(Data excerpts)
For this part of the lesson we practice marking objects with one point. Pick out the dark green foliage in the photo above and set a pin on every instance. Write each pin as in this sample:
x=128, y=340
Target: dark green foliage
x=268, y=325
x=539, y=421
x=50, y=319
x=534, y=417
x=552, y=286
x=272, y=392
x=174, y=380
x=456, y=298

To do
Each record above is to be written out again, without any change.

Answer below
For this part of the lesson we practice marking objects with one point. Pick out the dark green foliage in the photo above and set a pin on every instance. Write each pin as in this sample:
x=128, y=340
Target: dark green foliage
x=268, y=325
x=539, y=421
x=50, y=319
x=534, y=417
x=552, y=286
x=272, y=392
x=174, y=380
x=456, y=298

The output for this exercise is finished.